Where does the string "mark" appear in the listing below? Copy every line where it does.
********
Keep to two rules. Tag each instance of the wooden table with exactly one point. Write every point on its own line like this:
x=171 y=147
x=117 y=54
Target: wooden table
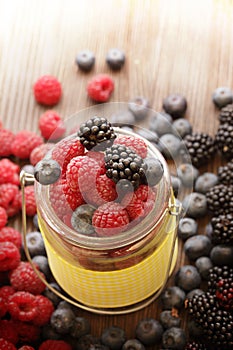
x=176 y=46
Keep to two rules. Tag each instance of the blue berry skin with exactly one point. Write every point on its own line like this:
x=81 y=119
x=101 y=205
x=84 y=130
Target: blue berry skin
x=168 y=320
x=205 y=181
x=149 y=331
x=187 y=228
x=80 y=327
x=188 y=174
x=222 y=254
x=114 y=337
x=35 y=243
x=204 y=264
x=195 y=205
x=85 y=60
x=115 y=58
x=172 y=297
x=62 y=320
x=197 y=246
x=174 y=338
x=188 y=278
x=133 y=344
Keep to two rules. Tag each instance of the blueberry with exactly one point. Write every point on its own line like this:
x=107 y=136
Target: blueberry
x=85 y=60
x=81 y=219
x=169 y=320
x=222 y=254
x=139 y=107
x=187 y=278
x=35 y=243
x=114 y=337
x=182 y=127
x=187 y=173
x=174 y=338
x=161 y=123
x=195 y=205
x=197 y=246
x=205 y=181
x=80 y=327
x=154 y=171
x=187 y=228
x=115 y=58
x=149 y=331
x=62 y=320
x=169 y=145
x=204 y=264
x=47 y=171
x=172 y=297
x=175 y=105
x=133 y=344
x=222 y=96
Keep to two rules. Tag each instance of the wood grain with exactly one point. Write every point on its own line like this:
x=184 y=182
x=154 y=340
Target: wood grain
x=171 y=46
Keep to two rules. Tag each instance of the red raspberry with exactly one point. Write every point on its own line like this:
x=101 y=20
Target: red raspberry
x=6 y=139
x=24 y=278
x=45 y=309
x=25 y=141
x=55 y=345
x=100 y=88
x=10 y=234
x=39 y=152
x=47 y=90
x=3 y=217
x=6 y=345
x=9 y=172
x=51 y=125
x=135 y=143
x=110 y=219
x=9 y=256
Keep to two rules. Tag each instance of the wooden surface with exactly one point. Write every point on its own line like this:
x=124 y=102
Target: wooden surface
x=171 y=47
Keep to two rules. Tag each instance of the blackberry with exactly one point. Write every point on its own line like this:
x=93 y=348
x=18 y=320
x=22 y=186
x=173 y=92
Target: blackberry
x=226 y=115
x=224 y=140
x=220 y=199
x=222 y=229
x=225 y=173
x=96 y=132
x=200 y=147
x=124 y=165
x=217 y=324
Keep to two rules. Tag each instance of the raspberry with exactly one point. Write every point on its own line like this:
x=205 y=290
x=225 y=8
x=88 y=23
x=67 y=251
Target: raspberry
x=24 y=142
x=6 y=345
x=110 y=219
x=45 y=309
x=47 y=90
x=9 y=256
x=10 y=234
x=3 y=217
x=137 y=144
x=54 y=345
x=39 y=152
x=6 y=139
x=24 y=278
x=51 y=125
x=9 y=172
x=100 y=88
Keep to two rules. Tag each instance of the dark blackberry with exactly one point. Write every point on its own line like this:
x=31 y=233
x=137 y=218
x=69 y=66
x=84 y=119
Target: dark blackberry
x=224 y=140
x=222 y=229
x=96 y=132
x=220 y=199
x=200 y=147
x=225 y=173
x=124 y=164
x=226 y=115
x=217 y=324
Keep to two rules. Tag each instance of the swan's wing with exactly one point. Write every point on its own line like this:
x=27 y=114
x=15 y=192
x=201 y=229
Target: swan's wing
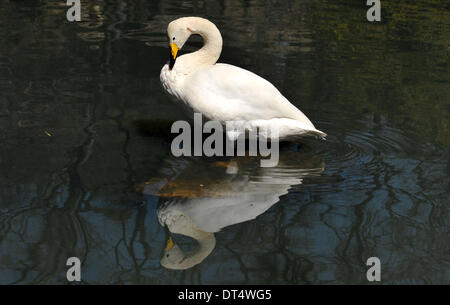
x=227 y=92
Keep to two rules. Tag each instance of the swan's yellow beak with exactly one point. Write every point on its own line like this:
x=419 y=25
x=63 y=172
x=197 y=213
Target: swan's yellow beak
x=173 y=54
x=169 y=244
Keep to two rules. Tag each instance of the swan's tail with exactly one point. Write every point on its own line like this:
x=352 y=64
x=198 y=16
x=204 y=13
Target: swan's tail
x=318 y=134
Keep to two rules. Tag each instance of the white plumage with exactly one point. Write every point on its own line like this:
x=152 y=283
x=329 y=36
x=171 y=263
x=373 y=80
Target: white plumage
x=223 y=92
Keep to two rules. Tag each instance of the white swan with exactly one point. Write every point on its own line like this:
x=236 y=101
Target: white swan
x=220 y=196
x=223 y=92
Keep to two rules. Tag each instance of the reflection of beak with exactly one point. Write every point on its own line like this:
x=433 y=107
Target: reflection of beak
x=173 y=54
x=169 y=244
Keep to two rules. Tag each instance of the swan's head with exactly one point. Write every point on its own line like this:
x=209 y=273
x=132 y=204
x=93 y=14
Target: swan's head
x=178 y=31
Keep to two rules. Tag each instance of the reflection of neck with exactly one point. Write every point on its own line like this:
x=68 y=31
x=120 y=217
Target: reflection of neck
x=206 y=243
x=184 y=225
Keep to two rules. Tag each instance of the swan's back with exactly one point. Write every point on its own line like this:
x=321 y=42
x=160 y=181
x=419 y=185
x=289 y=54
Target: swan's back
x=227 y=92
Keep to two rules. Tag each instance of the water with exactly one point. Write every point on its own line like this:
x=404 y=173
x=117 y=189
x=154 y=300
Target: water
x=85 y=162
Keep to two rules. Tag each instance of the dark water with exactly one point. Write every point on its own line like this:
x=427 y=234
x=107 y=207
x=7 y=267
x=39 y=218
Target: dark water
x=85 y=159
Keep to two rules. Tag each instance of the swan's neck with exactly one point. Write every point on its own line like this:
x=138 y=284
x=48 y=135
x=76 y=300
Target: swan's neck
x=208 y=54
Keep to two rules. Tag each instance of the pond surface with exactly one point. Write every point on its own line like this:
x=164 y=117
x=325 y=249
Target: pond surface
x=86 y=167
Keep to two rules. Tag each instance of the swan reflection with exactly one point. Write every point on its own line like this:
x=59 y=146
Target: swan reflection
x=202 y=197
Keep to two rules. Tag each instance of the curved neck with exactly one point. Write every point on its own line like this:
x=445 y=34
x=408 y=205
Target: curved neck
x=208 y=54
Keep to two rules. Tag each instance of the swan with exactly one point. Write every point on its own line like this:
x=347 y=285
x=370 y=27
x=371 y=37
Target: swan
x=223 y=92
x=221 y=194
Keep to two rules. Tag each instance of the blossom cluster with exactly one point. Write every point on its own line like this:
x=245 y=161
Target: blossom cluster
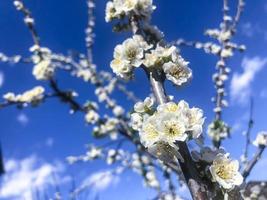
x=33 y=96
x=218 y=130
x=118 y=9
x=225 y=171
x=169 y=123
x=222 y=169
x=261 y=139
x=135 y=52
x=43 y=68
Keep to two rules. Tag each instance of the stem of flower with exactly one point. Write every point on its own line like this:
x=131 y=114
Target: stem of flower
x=195 y=184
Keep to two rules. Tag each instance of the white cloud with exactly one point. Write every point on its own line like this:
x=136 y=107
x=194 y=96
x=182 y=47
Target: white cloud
x=49 y=142
x=240 y=87
x=23 y=119
x=98 y=181
x=259 y=171
x=23 y=176
x=2 y=78
x=249 y=30
x=263 y=94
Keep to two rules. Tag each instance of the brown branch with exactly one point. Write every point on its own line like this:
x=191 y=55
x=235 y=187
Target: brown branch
x=250 y=125
x=190 y=173
x=253 y=162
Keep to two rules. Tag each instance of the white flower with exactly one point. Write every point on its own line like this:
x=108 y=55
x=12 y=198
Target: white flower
x=131 y=51
x=124 y=5
x=43 y=70
x=225 y=53
x=158 y=56
x=118 y=111
x=141 y=107
x=213 y=33
x=178 y=72
x=206 y=154
x=127 y=55
x=85 y=74
x=91 y=117
x=170 y=123
x=225 y=35
x=196 y=121
x=149 y=134
x=136 y=121
x=225 y=172
x=31 y=96
x=261 y=139
x=110 y=11
x=94 y=153
x=218 y=130
x=18 y=5
x=145 y=7
x=10 y=96
x=117 y=9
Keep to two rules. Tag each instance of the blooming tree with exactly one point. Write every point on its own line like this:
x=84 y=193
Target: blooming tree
x=159 y=127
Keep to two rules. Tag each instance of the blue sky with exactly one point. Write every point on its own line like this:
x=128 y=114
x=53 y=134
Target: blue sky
x=48 y=134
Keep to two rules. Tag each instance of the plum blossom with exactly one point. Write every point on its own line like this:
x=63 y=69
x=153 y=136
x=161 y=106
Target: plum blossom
x=127 y=55
x=261 y=139
x=170 y=123
x=33 y=96
x=225 y=172
x=118 y=9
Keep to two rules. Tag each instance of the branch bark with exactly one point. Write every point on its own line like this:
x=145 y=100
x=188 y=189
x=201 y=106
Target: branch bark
x=195 y=184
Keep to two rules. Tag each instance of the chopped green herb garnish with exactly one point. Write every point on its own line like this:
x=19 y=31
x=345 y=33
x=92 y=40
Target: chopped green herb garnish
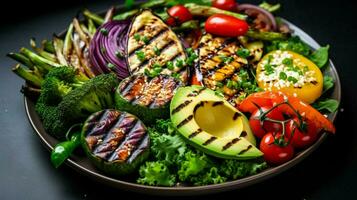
x=283 y=76
x=104 y=31
x=292 y=79
x=268 y=69
x=170 y=65
x=111 y=65
x=219 y=84
x=288 y=61
x=140 y=55
x=119 y=54
x=145 y=39
x=179 y=63
x=244 y=53
x=137 y=37
x=156 y=51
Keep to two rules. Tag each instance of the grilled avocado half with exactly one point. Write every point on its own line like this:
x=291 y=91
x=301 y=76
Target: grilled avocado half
x=211 y=124
x=153 y=48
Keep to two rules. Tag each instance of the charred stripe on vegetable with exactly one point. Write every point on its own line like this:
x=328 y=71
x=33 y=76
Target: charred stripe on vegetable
x=229 y=144
x=192 y=135
x=245 y=150
x=181 y=106
x=185 y=121
x=209 y=141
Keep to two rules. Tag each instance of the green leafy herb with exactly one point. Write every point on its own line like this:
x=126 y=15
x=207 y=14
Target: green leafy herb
x=328 y=83
x=292 y=79
x=170 y=65
x=104 y=31
x=293 y=43
x=156 y=50
x=140 y=55
x=244 y=53
x=329 y=105
x=270 y=7
x=137 y=37
x=320 y=56
x=145 y=39
x=283 y=76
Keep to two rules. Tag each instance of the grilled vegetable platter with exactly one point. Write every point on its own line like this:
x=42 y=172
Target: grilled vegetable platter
x=171 y=93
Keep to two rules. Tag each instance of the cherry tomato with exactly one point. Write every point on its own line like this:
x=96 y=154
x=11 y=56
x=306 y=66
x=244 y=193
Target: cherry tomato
x=195 y=81
x=270 y=98
x=178 y=14
x=256 y=125
x=275 y=153
x=230 y=5
x=301 y=136
x=226 y=25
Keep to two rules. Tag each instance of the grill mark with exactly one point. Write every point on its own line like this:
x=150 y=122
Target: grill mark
********
[RESPONSE TO THIS TASK]
Keep to two rules. Tag each instance of the grill mark with exactly one point. Write every point on its own line like this:
Target: grill mark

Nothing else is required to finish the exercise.